### Record extracts

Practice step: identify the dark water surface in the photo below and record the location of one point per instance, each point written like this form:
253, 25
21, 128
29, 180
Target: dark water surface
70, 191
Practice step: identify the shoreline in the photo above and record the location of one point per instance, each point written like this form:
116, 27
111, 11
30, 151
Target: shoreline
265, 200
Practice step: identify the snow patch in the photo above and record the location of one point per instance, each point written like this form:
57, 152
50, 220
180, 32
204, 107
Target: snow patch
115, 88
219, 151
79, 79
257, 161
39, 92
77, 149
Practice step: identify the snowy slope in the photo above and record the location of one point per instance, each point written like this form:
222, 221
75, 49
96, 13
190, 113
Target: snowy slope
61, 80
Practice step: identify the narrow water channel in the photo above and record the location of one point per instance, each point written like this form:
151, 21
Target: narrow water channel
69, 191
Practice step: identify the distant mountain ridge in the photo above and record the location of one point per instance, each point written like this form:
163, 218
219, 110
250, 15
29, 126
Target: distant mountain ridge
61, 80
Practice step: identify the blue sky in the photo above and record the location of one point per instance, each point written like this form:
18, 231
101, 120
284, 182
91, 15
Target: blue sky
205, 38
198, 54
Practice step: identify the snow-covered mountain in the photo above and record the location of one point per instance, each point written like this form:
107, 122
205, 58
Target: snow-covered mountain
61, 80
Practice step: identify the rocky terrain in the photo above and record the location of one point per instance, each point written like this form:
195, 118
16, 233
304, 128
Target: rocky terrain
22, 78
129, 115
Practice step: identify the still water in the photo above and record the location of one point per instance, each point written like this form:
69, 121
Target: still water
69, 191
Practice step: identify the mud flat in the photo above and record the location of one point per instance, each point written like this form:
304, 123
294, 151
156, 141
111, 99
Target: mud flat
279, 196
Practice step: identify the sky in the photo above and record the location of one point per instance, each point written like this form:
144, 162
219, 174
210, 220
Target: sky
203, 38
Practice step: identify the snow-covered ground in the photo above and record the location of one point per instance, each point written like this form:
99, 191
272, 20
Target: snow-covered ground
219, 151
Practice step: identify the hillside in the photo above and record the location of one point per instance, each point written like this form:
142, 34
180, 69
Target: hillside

### Exercise instructions
The line with "Practice step: identify the rocky" through the last line of the data: write these out exactly, and no others.

### Your solution
Practice step: identify the rocky terrain in the photo above and record the location of one point per instance, each point written like this form:
195, 118
16, 233
304, 128
Target: rocky terrain
22, 78
129, 115
Practice step: identify the still water in the photo above and record the location of one point per instance, each point written like this form:
69, 121
Target: still water
69, 191
Practice step: identify the mud flat in the photo above and record the location of one point per instance, each point written like this form:
304, 123
294, 151
156, 141
111, 99
Target: mud flat
279, 196
Practice step: identify the sky in the photo above and record the location of one point per instance, each point written like this form:
144, 162
219, 174
210, 220
Target: sky
203, 38
Practice step: identify the snow-covered ground in the photo above and record the location of one point per instance, each point written like this form:
99, 191
272, 20
Target: snow-covered ground
219, 151
Practice step: identify the hillside in the photo above and record the location of one point per instance, each point written like this form:
142, 34
180, 69
Target: hillside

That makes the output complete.